▶ Estratto di testo:
■ ■ ■ ■ ■

# Rivoluzione Rete 4, via alla TV anti populismo



## Willy Wonka (15 Agosto 2018)

Clamorosa la rivoluzione che affronterà Rete 4 a partire dalla prossima stagione. Dopo l'epurazione dei mesi scorsi dei vari Giordano, Del Debbio e Belpietro, il Biscione punterà su Rete 4 come la nuova TV anti populismo, in pratica un vero e proprio dietro front rispetto al recente passato.
A partire da Settembre su Rete 4 andranno in onda ogni giorno nuovi programmi d'informazione condotti da volti noti della TV italiana, tra i quali spiccano Nicola Porro, Barbara Palombelli, Piero Chiambretti, Gianluigi Nuzzi e Roberto Giacobbo.
Alla direzione del TG4 ci sarà invece Gerardo Greco, ex volto per 26 anni della Rai, in particolare di Rai 3 e del celebre programma Agorà, che ha parlato ai microfoni di TV blog: "Vogliamo fare concorrenza a La7 e Rai 3 e tenere testa ai principali TG nazionali". Sempre Greco ha ammesso che l'obiettivo della Rete è quello di lasciare le piazze per raccontare l'attualità e la politica attraverso la società, sulla falsa riga de La 7.


----------



## 7vinte (15 Agosto 2018)

Willy Wonka ha scritto:


> Clamorosa la rivoluzione che affronterà Rete 4 a partire dalla prossima stagione. Dopo l'epurazione dei mesi scorsi dei vari Giordano, Del Debbio e Belpietro, il Biscione punterà su Rete 4 come la nuova TV anti populismo, in pratica un vero e proprio dietro front rispetto al recente passato.
> A partire da Settembre su Rete 4 andranno in onda ogni giorno nuovi programmi d'informazione condotti da volti noti della TV italiana, tra i quali spiccano Nicola Porro, Barbara Palombelli, Piero Chiambretti, Gianluigi Nuzzi e Roberto Giacobbo.

■ ■ ■ ■ ■

▶ Righe del dataset:

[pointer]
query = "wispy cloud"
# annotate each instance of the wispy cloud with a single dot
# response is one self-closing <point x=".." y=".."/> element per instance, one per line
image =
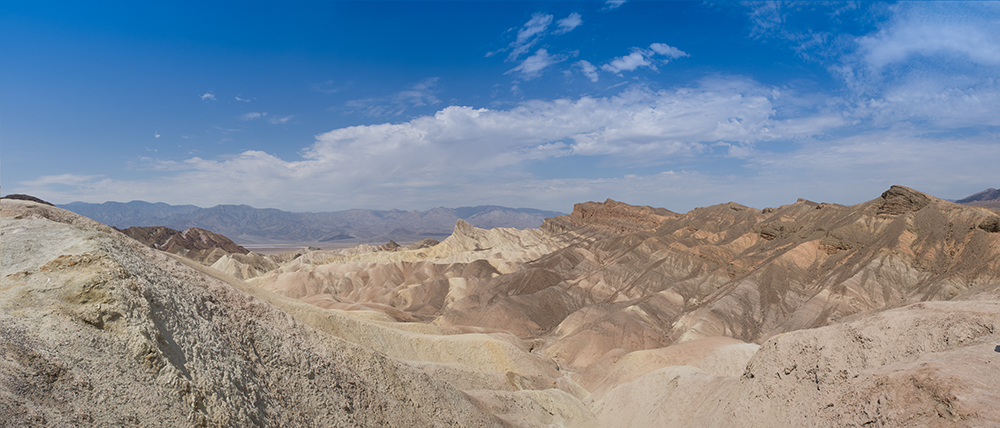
<point x="643" y="58"/>
<point x="423" y="93"/>
<point x="613" y="4"/>
<point x="263" y="115"/>
<point x="529" y="34"/>
<point x="533" y="65"/>
<point x="588" y="70"/>
<point x="420" y="94"/>
<point x="568" y="23"/>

■ ■ ■ ■ ■

▶ Istruzioni operative:
A. Rispondi a queste domande sulla discussione su Rete 4, una per riga:
(i) Quali nomi sono citati per l'epurazione dei mesi scorsi?
(ii) Da quale mese andranno in onda i nuovi programmi d'informazione?
(iii) Per quanti anni Gerardo Greco è stato un volto della Rai?
B. Elenca tutti i conduttori dei nuovi programmi d'informazione di Rete 4 nominati nella discussione su Rete 4.
C. Prosegui la discussione su Rete 4 a partire dall'ultima frase riportata.
Le righe provengono da un'altra fonte.

▶ Elenco risposte:
A.
(i) Giordano, Del Debbio e Belpietro.
(ii) Da settembre.
(iii) Per 26 anni.

B. Nicola Porro, Barbara Palombelli, Piero Chiambretti, Gianluigi Nuzzi, Roberto Giacobbo.

C.
> Alla direzione del TG4 ci sarà invece Gerardo Greco, ex volto per 26 anni della Rai, in particolare di Rai 3 e del celebre programma Agorà, che ha parlato ai microfoni di TV blog: "Vogliamo fare concorrenza a La7 e Rai 3 e tenere testa ai principali TG nazionali". Sempre Greco ha ammesso che l'obiettivo della Rete è quello di lasciare le piazze per raccontare l'attualità e la politica attraverso la società, sulla falsa riga de La 7.



Giusto. Gerardo Greco è molto bravo


----------



## fabri47 (15 Agosto 2018)

Willy Wonka ha scritto:


> Clamorosa la rivoluzione che affronterà Rete 4 a partire dalla prossima stagione. Dopo l'epurazione dei mesi scorsi dei vari Giordano, Del Debbio e Belpietro, il Biscione punterà su Rete 4 come la nuova TV anti populismo, in pratica un vero e proprio dietro front rispetto al recente passato.
> A partire da Settembre su Rete 4 andranno in onda ogni giorno nuovi programmi d'informazione condotti da volti noti della TV italiana, tra i quali spiccano Nicola Porro, Barbara Palombelli, Piero Chiambretti, Gianluigi Nuzzi e Roberto Giacobbo.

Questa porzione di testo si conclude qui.